##### Dataset
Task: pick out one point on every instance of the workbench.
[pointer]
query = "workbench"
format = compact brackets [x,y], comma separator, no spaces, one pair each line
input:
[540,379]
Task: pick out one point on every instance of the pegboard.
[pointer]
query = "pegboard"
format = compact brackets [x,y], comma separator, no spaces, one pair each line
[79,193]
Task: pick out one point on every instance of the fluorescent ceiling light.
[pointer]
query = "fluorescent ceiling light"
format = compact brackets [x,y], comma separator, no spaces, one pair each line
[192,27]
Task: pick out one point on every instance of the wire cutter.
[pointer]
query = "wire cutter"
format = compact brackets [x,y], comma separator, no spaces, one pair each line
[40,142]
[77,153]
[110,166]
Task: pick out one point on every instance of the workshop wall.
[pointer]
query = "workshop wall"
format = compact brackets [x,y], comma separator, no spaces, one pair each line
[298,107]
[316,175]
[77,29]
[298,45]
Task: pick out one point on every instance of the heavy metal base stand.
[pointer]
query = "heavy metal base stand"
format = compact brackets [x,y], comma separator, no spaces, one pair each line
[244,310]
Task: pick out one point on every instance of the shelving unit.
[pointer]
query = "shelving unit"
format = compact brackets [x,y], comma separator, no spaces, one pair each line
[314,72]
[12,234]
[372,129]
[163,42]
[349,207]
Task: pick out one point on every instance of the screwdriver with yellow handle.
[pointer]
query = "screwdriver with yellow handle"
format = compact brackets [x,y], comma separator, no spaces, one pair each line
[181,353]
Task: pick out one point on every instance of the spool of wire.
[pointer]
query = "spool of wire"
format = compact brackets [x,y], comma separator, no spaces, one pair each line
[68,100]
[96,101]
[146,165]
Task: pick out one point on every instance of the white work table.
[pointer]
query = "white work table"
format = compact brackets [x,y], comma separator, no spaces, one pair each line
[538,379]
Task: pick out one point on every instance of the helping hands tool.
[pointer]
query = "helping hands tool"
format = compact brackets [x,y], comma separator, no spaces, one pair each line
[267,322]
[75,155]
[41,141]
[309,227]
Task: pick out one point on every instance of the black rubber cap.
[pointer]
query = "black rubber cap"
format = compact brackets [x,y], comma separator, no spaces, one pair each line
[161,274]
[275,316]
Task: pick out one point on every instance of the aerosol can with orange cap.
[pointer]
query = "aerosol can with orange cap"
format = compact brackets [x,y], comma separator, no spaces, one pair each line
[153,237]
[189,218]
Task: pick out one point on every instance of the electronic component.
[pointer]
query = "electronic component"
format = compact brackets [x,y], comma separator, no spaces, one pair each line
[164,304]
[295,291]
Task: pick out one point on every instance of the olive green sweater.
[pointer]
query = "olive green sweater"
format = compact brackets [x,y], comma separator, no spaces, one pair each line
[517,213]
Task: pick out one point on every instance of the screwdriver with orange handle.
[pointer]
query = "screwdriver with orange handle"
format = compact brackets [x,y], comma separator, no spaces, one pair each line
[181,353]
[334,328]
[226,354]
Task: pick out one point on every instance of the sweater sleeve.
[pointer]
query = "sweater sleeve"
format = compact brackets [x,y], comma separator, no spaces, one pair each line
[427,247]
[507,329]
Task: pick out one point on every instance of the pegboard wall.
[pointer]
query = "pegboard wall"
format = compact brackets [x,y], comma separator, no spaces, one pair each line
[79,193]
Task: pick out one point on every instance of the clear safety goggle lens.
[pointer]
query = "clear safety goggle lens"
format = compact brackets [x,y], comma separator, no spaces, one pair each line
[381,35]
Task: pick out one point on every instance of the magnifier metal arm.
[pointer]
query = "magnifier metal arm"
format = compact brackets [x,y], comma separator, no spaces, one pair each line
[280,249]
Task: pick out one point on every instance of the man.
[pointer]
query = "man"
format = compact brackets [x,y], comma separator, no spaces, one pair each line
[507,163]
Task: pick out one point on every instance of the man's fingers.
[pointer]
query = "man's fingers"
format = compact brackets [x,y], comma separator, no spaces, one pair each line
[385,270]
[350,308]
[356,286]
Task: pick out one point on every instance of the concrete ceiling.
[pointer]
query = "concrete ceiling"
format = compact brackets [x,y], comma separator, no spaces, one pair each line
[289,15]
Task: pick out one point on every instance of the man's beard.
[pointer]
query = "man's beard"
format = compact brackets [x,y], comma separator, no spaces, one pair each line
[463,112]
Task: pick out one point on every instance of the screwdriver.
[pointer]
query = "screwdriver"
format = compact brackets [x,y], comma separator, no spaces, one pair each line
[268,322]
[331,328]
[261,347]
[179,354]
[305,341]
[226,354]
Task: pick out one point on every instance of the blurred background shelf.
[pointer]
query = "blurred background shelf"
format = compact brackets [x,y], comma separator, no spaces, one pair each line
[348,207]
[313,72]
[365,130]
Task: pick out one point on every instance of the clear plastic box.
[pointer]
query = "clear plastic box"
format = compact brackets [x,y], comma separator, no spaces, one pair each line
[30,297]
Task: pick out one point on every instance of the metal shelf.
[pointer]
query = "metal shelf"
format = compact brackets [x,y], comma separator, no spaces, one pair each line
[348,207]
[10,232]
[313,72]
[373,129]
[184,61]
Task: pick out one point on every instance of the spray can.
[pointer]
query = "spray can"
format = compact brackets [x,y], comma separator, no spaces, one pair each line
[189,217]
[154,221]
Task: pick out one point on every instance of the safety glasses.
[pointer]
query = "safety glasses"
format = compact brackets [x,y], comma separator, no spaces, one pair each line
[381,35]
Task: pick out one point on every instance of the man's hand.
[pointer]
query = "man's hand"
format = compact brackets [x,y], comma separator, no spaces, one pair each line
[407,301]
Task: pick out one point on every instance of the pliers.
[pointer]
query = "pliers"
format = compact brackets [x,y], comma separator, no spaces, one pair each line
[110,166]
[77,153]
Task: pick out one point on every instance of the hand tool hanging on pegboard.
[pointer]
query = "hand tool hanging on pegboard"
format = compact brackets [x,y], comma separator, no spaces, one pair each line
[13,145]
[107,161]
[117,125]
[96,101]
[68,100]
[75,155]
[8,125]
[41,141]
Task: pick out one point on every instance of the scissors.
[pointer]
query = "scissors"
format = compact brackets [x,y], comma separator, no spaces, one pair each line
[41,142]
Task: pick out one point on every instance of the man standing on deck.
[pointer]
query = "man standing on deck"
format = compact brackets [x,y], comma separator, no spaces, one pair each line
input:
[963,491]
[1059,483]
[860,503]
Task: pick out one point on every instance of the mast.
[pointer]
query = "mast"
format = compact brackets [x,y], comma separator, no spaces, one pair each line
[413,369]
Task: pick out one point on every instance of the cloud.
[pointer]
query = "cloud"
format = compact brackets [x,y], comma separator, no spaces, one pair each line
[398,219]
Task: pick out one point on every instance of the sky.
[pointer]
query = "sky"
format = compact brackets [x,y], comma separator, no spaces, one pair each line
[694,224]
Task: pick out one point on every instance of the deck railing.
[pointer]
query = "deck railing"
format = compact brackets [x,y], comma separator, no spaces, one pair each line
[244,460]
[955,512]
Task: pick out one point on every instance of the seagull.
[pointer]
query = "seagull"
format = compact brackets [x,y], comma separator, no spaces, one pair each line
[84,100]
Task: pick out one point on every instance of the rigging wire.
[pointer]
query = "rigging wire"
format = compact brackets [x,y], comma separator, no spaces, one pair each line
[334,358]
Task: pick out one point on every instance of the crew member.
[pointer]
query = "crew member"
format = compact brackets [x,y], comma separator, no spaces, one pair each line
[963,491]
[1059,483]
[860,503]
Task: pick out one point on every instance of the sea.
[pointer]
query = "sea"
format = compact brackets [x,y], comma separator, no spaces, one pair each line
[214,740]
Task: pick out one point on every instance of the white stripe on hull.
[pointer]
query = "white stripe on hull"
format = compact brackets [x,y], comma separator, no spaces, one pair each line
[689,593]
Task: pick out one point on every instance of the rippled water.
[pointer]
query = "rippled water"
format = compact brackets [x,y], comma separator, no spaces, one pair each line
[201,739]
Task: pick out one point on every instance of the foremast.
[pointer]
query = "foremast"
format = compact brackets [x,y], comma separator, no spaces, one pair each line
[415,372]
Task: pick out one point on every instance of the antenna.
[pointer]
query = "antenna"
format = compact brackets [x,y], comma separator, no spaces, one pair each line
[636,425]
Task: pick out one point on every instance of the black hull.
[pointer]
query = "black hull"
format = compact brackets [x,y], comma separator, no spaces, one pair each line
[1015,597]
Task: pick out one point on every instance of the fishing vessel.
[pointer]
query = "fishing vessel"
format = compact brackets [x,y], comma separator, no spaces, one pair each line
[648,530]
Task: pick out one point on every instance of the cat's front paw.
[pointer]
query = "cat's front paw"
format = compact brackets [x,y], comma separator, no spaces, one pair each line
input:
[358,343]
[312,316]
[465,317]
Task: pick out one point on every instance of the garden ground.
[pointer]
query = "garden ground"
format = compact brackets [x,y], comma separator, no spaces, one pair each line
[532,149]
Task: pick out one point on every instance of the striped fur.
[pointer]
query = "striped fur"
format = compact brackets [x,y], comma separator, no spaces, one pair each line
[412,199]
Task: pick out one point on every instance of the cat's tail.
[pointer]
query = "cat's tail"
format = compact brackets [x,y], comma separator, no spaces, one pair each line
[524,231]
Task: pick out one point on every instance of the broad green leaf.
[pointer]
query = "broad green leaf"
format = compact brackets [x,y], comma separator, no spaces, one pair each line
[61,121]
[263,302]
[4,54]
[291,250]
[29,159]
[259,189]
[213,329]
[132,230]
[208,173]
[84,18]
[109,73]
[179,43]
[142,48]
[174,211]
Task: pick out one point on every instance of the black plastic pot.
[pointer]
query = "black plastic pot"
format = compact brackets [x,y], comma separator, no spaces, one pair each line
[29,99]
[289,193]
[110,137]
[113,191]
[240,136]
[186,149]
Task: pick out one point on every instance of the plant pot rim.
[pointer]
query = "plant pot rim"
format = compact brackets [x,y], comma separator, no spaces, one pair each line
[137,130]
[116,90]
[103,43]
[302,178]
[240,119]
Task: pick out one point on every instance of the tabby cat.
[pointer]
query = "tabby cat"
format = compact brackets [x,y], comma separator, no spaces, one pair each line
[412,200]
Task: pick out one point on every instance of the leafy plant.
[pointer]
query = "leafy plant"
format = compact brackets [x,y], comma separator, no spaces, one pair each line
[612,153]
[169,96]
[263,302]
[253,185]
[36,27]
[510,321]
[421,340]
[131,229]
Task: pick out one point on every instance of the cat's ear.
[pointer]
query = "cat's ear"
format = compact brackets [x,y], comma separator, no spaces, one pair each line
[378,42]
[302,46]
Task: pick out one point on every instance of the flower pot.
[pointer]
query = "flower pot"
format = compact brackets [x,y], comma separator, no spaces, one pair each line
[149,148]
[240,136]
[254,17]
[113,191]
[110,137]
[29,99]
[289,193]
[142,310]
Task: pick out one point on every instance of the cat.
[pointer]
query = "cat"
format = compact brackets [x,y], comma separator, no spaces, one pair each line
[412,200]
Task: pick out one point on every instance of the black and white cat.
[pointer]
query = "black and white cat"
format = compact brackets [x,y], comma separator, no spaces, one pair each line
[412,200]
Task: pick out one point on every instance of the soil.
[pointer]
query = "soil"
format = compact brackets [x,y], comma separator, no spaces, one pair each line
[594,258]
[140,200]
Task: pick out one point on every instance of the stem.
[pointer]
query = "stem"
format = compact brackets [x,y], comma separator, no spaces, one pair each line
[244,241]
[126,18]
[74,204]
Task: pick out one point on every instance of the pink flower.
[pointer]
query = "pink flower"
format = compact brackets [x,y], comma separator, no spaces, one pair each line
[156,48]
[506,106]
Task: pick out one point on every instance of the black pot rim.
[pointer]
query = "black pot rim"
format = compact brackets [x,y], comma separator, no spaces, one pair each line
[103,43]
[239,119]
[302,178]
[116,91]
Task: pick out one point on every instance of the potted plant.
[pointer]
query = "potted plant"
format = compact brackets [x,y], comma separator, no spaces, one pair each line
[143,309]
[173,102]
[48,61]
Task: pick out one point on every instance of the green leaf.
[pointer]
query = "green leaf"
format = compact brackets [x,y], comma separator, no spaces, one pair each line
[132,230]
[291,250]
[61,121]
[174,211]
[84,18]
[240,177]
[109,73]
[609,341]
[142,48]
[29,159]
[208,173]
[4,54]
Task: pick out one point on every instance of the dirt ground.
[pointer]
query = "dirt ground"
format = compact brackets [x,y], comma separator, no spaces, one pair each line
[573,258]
##########
Repeat only the stretch of lines that begins at the line containing "Task: pick out one point on every instance of the potted" and ends at the last line above, both included.

- Complete response
Task: pick out one point on every instance of the potted plant.
[pointer]
query = "potted plant"
format = compact brackets [x,y], comma separator, no spaces, one pair each line
[143,309]
[173,102]
[48,61]
Task: pick out one point on every instance of the green leaf.
[pointer]
query = "green leaf"
format = compact brackets [x,y], comma separator, no spaces, one pair each line
[132,230]
[291,250]
[61,121]
[174,211]
[84,18]
[240,177]
[109,73]
[609,341]
[142,48]
[29,159]
[208,173]
[4,54]
Task: pick out one point on every instance of the dirt ground.
[pointer]
query = "dirt ground"
format = compact brackets [x,y], comma separator, no spaces, one pair each line
[573,258]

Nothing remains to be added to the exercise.